_Task description:_ Each entry must be output once more without any change.

Stored items from a collection
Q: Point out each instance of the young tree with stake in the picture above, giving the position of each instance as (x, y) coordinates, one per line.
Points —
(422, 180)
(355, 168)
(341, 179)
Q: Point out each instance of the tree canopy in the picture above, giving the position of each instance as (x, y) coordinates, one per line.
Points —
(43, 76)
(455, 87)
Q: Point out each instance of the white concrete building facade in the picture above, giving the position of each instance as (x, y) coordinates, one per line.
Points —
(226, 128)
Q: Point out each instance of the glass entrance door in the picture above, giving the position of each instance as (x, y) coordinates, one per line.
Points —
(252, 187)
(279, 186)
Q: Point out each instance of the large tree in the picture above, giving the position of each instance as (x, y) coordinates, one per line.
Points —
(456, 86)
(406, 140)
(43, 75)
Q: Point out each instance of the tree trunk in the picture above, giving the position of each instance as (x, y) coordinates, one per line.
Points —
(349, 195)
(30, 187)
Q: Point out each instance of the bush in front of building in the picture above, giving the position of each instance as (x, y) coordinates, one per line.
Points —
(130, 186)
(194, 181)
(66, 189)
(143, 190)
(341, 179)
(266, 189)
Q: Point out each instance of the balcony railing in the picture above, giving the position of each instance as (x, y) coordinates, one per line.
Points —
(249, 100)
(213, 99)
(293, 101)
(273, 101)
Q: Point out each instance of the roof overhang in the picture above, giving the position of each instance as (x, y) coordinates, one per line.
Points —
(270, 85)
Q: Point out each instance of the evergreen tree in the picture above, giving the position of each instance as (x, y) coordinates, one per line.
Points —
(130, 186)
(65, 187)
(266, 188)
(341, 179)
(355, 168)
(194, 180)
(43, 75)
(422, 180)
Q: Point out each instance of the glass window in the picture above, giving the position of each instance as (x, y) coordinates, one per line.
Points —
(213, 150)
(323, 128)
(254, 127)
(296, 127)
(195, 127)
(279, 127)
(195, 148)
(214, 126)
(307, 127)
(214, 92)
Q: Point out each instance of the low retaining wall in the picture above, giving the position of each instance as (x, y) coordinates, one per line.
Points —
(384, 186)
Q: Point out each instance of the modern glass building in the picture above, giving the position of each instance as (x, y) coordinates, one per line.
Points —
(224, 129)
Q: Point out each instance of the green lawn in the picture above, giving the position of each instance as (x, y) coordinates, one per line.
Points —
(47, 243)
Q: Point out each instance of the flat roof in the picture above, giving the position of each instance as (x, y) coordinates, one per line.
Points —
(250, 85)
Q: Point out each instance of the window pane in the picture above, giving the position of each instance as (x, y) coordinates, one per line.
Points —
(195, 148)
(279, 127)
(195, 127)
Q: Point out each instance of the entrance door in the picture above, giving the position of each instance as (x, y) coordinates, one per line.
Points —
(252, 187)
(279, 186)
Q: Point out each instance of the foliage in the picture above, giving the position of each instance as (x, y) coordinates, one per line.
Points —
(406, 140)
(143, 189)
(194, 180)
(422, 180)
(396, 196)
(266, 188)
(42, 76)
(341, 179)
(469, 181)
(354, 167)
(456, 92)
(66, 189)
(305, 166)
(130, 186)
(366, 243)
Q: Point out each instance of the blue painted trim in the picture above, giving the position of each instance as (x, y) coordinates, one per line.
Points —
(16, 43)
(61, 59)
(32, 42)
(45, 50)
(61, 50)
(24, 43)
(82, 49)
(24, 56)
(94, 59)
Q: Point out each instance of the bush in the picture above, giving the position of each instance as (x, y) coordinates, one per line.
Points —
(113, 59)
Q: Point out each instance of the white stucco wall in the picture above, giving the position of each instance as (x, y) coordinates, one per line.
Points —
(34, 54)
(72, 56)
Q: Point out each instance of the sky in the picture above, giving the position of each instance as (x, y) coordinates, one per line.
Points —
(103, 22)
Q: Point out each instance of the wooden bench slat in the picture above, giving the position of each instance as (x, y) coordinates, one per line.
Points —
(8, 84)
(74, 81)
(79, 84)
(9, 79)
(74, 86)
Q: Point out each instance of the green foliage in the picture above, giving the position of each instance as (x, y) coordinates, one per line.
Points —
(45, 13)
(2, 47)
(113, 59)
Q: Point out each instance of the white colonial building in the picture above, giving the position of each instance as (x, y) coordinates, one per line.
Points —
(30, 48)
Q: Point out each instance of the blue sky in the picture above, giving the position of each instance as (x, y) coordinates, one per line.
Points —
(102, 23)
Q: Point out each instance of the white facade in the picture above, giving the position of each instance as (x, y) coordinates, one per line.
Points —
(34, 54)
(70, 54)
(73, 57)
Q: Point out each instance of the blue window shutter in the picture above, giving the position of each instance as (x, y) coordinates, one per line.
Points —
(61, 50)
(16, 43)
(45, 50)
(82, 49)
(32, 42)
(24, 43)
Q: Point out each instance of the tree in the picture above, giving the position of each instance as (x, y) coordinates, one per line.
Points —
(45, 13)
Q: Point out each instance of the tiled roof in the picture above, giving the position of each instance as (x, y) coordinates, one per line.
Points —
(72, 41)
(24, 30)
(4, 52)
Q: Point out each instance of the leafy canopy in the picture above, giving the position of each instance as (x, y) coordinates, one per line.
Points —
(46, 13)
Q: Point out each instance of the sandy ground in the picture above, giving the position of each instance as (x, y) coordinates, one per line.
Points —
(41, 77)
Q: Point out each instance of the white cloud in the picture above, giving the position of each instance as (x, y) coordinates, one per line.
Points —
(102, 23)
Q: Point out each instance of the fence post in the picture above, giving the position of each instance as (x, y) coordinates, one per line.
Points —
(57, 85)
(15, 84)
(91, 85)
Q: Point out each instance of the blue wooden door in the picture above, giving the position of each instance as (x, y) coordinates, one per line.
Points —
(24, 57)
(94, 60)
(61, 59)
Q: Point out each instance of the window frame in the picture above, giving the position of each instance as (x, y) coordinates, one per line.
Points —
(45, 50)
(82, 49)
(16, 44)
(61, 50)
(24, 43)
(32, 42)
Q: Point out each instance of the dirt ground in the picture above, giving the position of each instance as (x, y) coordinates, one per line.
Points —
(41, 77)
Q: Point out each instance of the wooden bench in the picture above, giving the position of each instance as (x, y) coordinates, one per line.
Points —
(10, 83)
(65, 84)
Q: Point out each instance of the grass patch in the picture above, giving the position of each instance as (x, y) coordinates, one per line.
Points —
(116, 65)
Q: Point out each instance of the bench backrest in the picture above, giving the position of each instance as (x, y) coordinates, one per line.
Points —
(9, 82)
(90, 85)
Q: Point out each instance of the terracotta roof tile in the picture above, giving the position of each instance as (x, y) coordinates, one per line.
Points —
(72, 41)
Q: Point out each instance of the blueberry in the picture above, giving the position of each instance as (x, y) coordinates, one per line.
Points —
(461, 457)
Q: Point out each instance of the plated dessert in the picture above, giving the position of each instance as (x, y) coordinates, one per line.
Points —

_Written answer:_
Q: Point out each instance of the young tree with stake in the picture above, giving the position of each instance as (x, y) coordinates, one per line.
Points —
(422, 180)
(355, 168)
(341, 179)
Q: Point out each instance of the tree canopy in the picture above, giving the position of each instance as (x, y) coordinates, one per line.
Points —
(43, 76)
(455, 87)
Q: Point out each instance of the white concrete building facade in the picture above, giving the position of each instance as (x, y) coordinates, one per line.
Points —
(226, 128)
Q: Point out each instance of the glass entrance door in the picture above, giving the position of each instance as (x, y) coordinates, one per line.
Points —
(252, 187)
(279, 186)
Q: Point out each instance of the large tree in the picture above, giving the position of each instance as (x, y) coordinates, one per line.
Points —
(456, 86)
(406, 140)
(43, 75)
Q: Point out each instance of the tree trunk in the picture above, giving the position of each instance as (x, y) coordinates, one per line.
Points —
(349, 195)
(30, 187)
Q: Point out each instance of the bush in front of building in the picture above, giving the position of each instance as (x, y) coordinates, one per line.
Points —
(130, 186)
(194, 181)
(66, 189)
(143, 190)
(341, 179)
(266, 189)
Q: Point out each instance of the balcony railing in the picture above, giving the position of each instance as (x, y) coordinates, one per line.
Points —
(249, 100)
(213, 99)
(293, 101)
(273, 101)
Q: Point out each instance of the roof overhang in the picture above, giving the position of each instance as (x, y) coordinates, one per line.
Points —
(270, 85)
Q: Point out each instance of the evergreen tree in the picture above, giving the position of each instance as (x, y) coordinates, one per line.
Points —
(130, 186)
(65, 187)
(266, 188)
(341, 179)
(355, 168)
(194, 180)
(43, 75)
(422, 180)
Q: Point out each instance of the glass window in the picture above, giving the position of each instance as (x, y) coordinates, one per line.
Points —
(213, 150)
(323, 128)
(254, 127)
(296, 127)
(195, 127)
(279, 127)
(195, 148)
(214, 126)
(307, 127)
(214, 92)
Q: Point out each instance of the low retaining wall in the picture above, giving the position of each instance as (x, y) coordinates, one per line.
Points —
(384, 186)
Q: Point out each instance of the modern glass building in the picture above, giving the position of each instance as (x, y) coordinates, one per line.
Points —
(224, 129)
Q: Point out each instance of the green lawn in the picture above, giving the position of each instance as (x, y) coordinates, one per line.
Points —
(47, 243)
Q: Point out each instance of the flat roof in the picture above, giving the position of each instance as (x, y) coordinates, one per line.
Points —
(250, 85)
Q: Point out each instance of the window pane in the picture above, giving the position of each instance as (x, y) coordinates, one per line.
Points —
(195, 148)
(279, 127)
(195, 127)
Q: Point out each instance of the entrance door in the picture above, giving the position of each instance as (x, y) coordinates, one per line.
Points —
(252, 187)
(279, 186)
Q: Point out each instance of the foliage in the picture above, giving the position of each instance as (x, y) coordinates, one per line.
Points —
(406, 140)
(143, 189)
(194, 180)
(422, 180)
(396, 196)
(266, 188)
(42, 76)
(341, 179)
(469, 181)
(354, 167)
(456, 92)
(66, 189)
(305, 166)
(130, 186)
(366, 243)
Q: Point out each instance of the blue painted trim in the picture above, giving the position of each instance as (x, y) coordinates, one per line.
Points —
(16, 43)
(61, 59)
(32, 42)
(45, 50)
(61, 50)
(24, 43)
(82, 49)
(24, 56)
(94, 59)
Q: Point out each instance of the bush in the picture above, giving the position of each instance as (x, y) coordinates, one per line.
Points —
(113, 59)
Q: Point out each instance of the white stucco wall in the picture above, giving the position of each instance as (x, y) coordinates, one per line.
Points —
(34, 54)
(72, 56)
Q: Point out each instance of the sky in the picture above, giving the position of each instance as (x, y) coordinates, one per line.
Points —
(103, 22)
Q: Point out each instance of the wooden bench slat in the picture above, giving the position of each instance as (x, y) coordinates, one per line.
Points —
(8, 84)
(74, 81)
(79, 84)
(9, 79)
(74, 86)
Q: Point out each instance of the green foliage in the picture above, giving the position of each instance as (x, y) coordinates, one per line.
Points —
(45, 13)
(2, 47)
(113, 59)
Q: Point out each instance of the white colonial building in the picture above, giving the position of each instance as (x, y) coordinates, one per line.
Points —
(30, 48)
Q: Point out each instance of the blue sky in the picture above, giving the position of each instance as (x, y) coordinates, one per line.
Points —
(102, 23)
Q: Point out each instance of the white facade in the picture above, giving the position of each instance as (x, y) coordinates, one per line.
Points —
(34, 54)
(70, 54)
(73, 57)
Q: Point out each instance of the blue window shutter in the picture above, giving the position of each instance as (x, y) coordinates, one per line.
Points —
(61, 50)
(16, 43)
(45, 50)
(82, 49)
(32, 42)
(24, 43)
Q: Point out each instance of the tree in the picture above, giving the position of each instance as (x, y) coordinates, one per line.
Points —
(45, 13)
Q: Point out each instance of the tiled roof in the picture above, giving the position of each instance as (x, y) coordinates, one per line.
Points —
(72, 41)
(24, 30)
(4, 52)
Q: Point out each instance of the leafy canopy in the picture above, giving the position of each instance as (x, y) coordinates, one per line.
Points —
(46, 13)
Q: Point out each instance of the sandy ground in the picture above, giving the position of each instance as (x, y) coordinates, one per line.
Points —
(41, 77)
Q: Point out each instance of the white cloud in the picture above, giving the position of each instance as (x, y) coordinates, one per line.
Points —
(102, 23)
Q: Point out each instance of the fence post in the picture above, giving the position of each instance as (x, y) coordinates, one per line.
Points —
(57, 85)
(15, 84)
(91, 85)
Q: Point out each instance of the blue wooden door in the picture above, giving the position of each instance as (x, y) coordinates, one per line.
Points —
(24, 57)
(94, 60)
(61, 59)
Q: Point out each instance of the window frame in the picture above, giving the position of each instance as (x, y) coordinates, one per line.
Points —
(45, 50)
(82, 49)
(16, 44)
(61, 50)
(24, 43)
(32, 42)
Q: Point out each instance of the dirt ground in the picture above, giving the position of each instance as (x, y) coordinates, one per line.
Points —
(41, 77)
Q: Point out each instance of the wooden bench in the picture above, giving the position of each instance as (x, y) coordinates, one per line.
Points —
(10, 83)
(65, 84)
Q: Point out each instance of the grass patch in the picture above, giving the position of each instance as (x, y) coordinates, one per line.
Points —
(116, 65)
Q: Point out each instance of the bench backrest in the picture above, giving the position of each instance as (x, y) coordinates, one per line.
Points —
(9, 82)
(90, 85)
Q: Point out each instance of the terracotta roof tile in the picture above, giving the position of each instance as (x, y) coordinates, one per line.
Points —
(72, 41)
Q: Point out each instance of the blueberry in the picture above, giving the position of each instance as (x, y) coordinates, one per line.
Points —
(461, 457)
Q: Point out each instance of the plated dessert in the picture above, giving the position of each instance as (x, y) coordinates, one per line.
Points —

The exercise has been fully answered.